GOALS:
**A.** Copy, word for word, the part of the post on moving view index files out of the NSF that begins at the words "I decided to" and stops after the words "for new databases)".
**B.** From the post on moving view index files out of the NSF, list every setting that the numbered steps add to or check in the notes.ini file.
**C.** Answer these questions from the post on moving view index files out of the NSF:
(i) In which release did IBM fix the issue?
(ii) What file suffix do the NIF index files end with?
(iii) What version was the feature originally slated for?

Update 2 - April 17 2017 - IBM has fixed the issue in 9.0.1 FP8 IF1.

Update - March 31 2017 -  You may not want to enable this, see this post.

New in Fix Pack Feature Pack 8 is the ability to move the view index files out of the NSF. NIF is the technical term for these index files and end with the file suffix of NDX. Doing this has several advantages including:
  • Make the NSF smaller, so better backup times
  • Help get more out of the 64GB limit....if 6GB of your NSF is NIF index, that's a logt of space
  • Move NIF's to better performing storage, for example SSD's
  • Allows concurrent access to to databases and views, so theoretically better performance

I decided to upgrade my production cluster to FP8 and turn on this new feature that was originally slated for 9.0.2. Here's what I did:
1.        I added a new VMDK for these new files, in my case an i: drive and a folder, so my NIF path is i:\NIF\
2.        Upgraded server to FP8
3.        Made sure CREATE_R9_DATABASES=1 (or CREATE_R85_DATABASES=1) is in the notes.ini file
4.        Added NIFNSFEnable=1 to the notes.ini
5.        Added NIFBasePath=i:\nif\ to the notes.ini
6.        Added CREATE_NIFNSF_DATABASES=1 to the notes.ini (this makes any newly created NSF use the NIF repository so you don't have to constantly worry about enabling it for new databases)

DATA SEGMENT:
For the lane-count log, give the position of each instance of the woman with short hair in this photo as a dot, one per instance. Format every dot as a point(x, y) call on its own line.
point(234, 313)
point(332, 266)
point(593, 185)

PER-TASK OUTPUTS:
**A.**
I decided to upgrade my production cluster to FP8 and turn on this new feature that was originally slated for 9.0.2. Here's what I did:
1.        I added a new VMDK for these new files, in my case an i: drive and a folder, so my NIF path is i:\NIF\
2.        Upgraded server to FP8
3.        Made sure CREATE_R9_DATABASES=1 (or CREATE_R85_DATABASES=1) is in the notes.ini file
4.        Added NIFNSFEnable=1 to the notes.ini
5.        Added NIFBasePath=i:\nif\ to the notes.ini
6.        Added CREATE_NIFNSF_DATABASES=1 to the notes.ini (this makes any newly created NSF use the NIF repository so you don't have to constantly worry about enabling it for new databases)

**B.**
- CREATE_R9_DATABASES=1 (or CREATE_R85_DATABASES=1)
- NIFNSFEnable=1
- NIFBasePath=i:\nif\
- CREATE_NIFNSF_DATABASES=1

**C.**
(i) 9.0.1 FP8 IF1
(ii) NDX
(iii) 9.0.2